# ROWS start

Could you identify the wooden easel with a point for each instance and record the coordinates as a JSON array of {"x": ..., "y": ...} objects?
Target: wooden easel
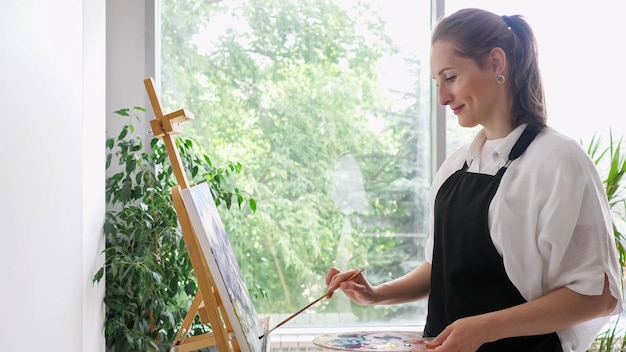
[{"x": 207, "y": 303}]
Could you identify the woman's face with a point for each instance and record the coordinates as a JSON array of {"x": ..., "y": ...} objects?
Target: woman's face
[{"x": 471, "y": 92}]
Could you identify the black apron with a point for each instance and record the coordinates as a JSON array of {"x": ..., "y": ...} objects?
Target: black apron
[{"x": 468, "y": 276}]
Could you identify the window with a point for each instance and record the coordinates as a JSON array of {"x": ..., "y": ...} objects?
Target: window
[{"x": 326, "y": 104}]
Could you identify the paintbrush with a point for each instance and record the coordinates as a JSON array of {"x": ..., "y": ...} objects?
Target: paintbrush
[{"x": 307, "y": 306}]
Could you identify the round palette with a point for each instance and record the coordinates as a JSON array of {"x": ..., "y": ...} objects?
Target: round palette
[{"x": 378, "y": 341}]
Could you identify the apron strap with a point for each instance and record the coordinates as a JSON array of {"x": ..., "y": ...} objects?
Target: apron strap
[{"x": 522, "y": 143}]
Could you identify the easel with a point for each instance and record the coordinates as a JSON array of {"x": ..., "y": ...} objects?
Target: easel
[{"x": 207, "y": 303}]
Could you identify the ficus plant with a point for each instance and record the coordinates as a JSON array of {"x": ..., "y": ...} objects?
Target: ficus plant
[
  {"x": 149, "y": 278},
  {"x": 611, "y": 162}
]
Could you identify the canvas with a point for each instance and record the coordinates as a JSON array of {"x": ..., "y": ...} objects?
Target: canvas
[{"x": 221, "y": 260}]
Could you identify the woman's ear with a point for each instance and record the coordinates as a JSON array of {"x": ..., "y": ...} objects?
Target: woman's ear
[{"x": 497, "y": 61}]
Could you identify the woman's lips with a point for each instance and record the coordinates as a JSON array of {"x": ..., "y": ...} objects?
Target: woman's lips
[{"x": 457, "y": 109}]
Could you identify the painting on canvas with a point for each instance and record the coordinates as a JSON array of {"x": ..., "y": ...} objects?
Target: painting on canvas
[{"x": 224, "y": 267}]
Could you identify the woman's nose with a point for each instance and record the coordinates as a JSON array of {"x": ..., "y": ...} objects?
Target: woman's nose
[{"x": 444, "y": 96}]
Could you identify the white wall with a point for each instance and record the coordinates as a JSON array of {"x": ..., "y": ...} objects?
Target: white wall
[{"x": 52, "y": 99}]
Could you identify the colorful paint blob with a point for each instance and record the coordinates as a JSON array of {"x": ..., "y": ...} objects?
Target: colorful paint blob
[{"x": 378, "y": 341}]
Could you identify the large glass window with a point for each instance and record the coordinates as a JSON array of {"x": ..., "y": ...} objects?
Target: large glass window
[{"x": 326, "y": 104}]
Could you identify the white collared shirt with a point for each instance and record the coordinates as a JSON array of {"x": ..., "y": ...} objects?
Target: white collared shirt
[{"x": 549, "y": 220}]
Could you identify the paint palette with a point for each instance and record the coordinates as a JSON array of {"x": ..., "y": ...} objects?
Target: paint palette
[{"x": 378, "y": 341}]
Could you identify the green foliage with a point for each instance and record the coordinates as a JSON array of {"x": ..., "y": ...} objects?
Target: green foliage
[
  {"x": 148, "y": 274},
  {"x": 611, "y": 163},
  {"x": 290, "y": 88}
]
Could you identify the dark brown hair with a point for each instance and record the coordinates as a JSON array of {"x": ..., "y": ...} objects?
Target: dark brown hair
[{"x": 475, "y": 32}]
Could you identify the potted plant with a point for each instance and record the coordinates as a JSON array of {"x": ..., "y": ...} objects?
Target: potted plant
[
  {"x": 149, "y": 278},
  {"x": 611, "y": 163}
]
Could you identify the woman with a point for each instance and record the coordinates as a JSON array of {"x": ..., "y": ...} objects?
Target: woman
[{"x": 521, "y": 255}]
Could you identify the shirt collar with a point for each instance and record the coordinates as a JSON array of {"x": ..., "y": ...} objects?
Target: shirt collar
[{"x": 502, "y": 150}]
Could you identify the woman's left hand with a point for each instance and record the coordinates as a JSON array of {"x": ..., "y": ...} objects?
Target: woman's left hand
[{"x": 463, "y": 335}]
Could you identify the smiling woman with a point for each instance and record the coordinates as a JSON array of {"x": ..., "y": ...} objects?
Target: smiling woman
[{"x": 577, "y": 42}]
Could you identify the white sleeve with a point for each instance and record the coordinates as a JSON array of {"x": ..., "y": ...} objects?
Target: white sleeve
[{"x": 564, "y": 226}]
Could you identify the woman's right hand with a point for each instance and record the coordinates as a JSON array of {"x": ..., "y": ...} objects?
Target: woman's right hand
[{"x": 357, "y": 289}]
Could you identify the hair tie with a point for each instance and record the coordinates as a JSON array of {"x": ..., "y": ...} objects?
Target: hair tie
[{"x": 507, "y": 20}]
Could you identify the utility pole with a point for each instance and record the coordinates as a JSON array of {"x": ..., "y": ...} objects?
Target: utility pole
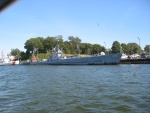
[
  {"x": 105, "y": 47},
  {"x": 139, "y": 45}
]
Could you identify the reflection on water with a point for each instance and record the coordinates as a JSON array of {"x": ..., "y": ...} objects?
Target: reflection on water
[{"x": 75, "y": 89}]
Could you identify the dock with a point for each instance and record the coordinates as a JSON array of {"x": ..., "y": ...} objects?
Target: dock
[{"x": 135, "y": 61}]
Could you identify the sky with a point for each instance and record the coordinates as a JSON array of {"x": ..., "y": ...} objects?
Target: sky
[{"x": 93, "y": 21}]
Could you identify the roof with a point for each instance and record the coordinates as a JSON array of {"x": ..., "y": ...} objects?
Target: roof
[{"x": 5, "y": 3}]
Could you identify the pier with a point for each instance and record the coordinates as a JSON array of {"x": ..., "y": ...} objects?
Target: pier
[{"x": 135, "y": 61}]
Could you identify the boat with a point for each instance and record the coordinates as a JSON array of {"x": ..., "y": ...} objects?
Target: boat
[
  {"x": 7, "y": 61},
  {"x": 58, "y": 58}
]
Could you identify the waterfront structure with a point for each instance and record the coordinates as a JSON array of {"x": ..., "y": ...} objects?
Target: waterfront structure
[{"x": 59, "y": 58}]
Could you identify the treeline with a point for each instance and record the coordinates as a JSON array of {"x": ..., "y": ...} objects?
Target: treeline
[{"x": 44, "y": 47}]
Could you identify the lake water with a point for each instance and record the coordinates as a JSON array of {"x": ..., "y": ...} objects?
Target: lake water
[{"x": 75, "y": 89}]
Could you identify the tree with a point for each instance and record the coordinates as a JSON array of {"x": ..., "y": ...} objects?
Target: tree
[
  {"x": 115, "y": 47},
  {"x": 147, "y": 48},
  {"x": 50, "y": 43},
  {"x": 33, "y": 44},
  {"x": 15, "y": 52},
  {"x": 96, "y": 49},
  {"x": 125, "y": 48}
]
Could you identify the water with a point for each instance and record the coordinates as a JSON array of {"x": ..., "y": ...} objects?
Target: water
[{"x": 75, "y": 89}]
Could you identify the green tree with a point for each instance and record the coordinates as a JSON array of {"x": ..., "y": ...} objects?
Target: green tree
[
  {"x": 15, "y": 52},
  {"x": 125, "y": 48},
  {"x": 147, "y": 49},
  {"x": 50, "y": 43},
  {"x": 96, "y": 49},
  {"x": 115, "y": 47},
  {"x": 133, "y": 48}
]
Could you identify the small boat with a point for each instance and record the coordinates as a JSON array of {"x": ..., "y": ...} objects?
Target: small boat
[{"x": 58, "y": 58}]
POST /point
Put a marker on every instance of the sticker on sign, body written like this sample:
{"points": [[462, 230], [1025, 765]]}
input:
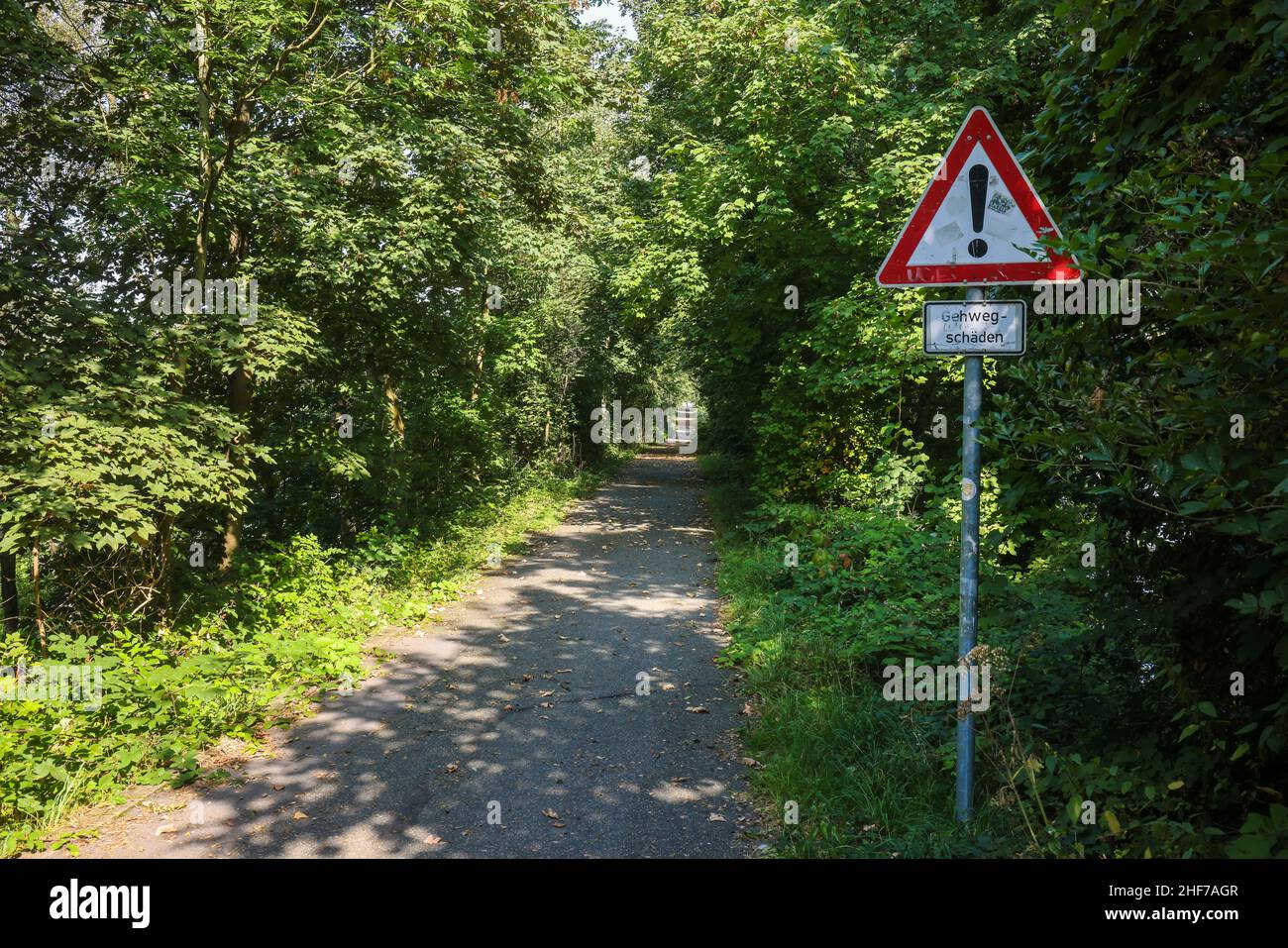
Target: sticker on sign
{"points": [[984, 327]]}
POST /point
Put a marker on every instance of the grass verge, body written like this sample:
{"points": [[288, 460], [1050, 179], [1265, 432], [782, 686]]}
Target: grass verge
{"points": [[245, 653]]}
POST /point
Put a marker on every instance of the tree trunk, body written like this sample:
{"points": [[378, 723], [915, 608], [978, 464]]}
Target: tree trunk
{"points": [[35, 597], [239, 395], [9, 590]]}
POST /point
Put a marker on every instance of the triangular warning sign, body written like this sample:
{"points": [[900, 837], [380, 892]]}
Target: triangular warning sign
{"points": [[979, 220]]}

# ROWS end

PROBLEM DESCRIPTION
Extract, word for word, every line from the one containing "Could you identify the small" to the end of the data above, both ends included, and leave out the pictures.

EXPECTED ANSWER
Could you identify the small boat with a point for each instance and record the coordinates as a JSON array of {"x": ..., "y": ...} objects?
Target: small boat
[{"x": 58, "y": 58}]
POST /point
Put a marker on every instance of the sticker on sign, body written like this sample:
{"points": [[462, 230], [1025, 765]]}
input:
Target: sticker on sign
{"points": [[984, 327]]}
POST /point
Put a marker on every instance of the grass verge, body written like this sample:
{"points": [[288, 460], [1050, 179], [1265, 432], [782, 686]]}
Target: grass verge
{"points": [[245, 653]]}
POST /point
Put a marker on every instance of the tree trunk, body written like this sample:
{"points": [[378, 723], [915, 608], [978, 464]]}
Target: tree trunk
{"points": [[35, 597], [239, 395], [9, 590]]}
POST /point
Put a marker on every instance of the triangular warning sign, body written like this sample:
{"points": [[900, 837], [380, 892]]}
Target: triangular warning sign
{"points": [[979, 220]]}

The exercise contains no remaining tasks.